Goal of the exercise: Each line in the entries below that holds the word "white" belongs in the answer.

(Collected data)
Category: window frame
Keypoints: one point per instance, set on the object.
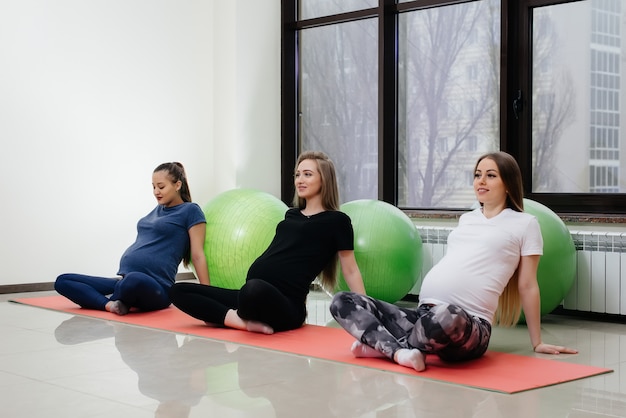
(515, 78)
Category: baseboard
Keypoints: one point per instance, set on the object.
(42, 287)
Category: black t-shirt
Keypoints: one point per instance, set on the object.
(300, 250)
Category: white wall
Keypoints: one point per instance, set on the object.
(96, 93)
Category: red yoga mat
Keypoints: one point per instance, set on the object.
(500, 372)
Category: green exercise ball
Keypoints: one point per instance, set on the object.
(557, 266)
(240, 226)
(387, 248)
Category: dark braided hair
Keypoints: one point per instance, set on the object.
(176, 172)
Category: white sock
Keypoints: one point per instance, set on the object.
(363, 350)
(410, 358)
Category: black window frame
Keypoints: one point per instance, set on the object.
(515, 81)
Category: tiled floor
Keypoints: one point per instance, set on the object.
(59, 365)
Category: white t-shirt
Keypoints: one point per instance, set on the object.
(482, 255)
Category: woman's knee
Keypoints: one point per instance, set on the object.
(343, 303)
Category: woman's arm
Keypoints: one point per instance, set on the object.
(531, 303)
(197, 234)
(351, 271)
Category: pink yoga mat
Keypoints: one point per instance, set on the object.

Answer space:
Category: white wall
Category: white sock
Category: white t-shirt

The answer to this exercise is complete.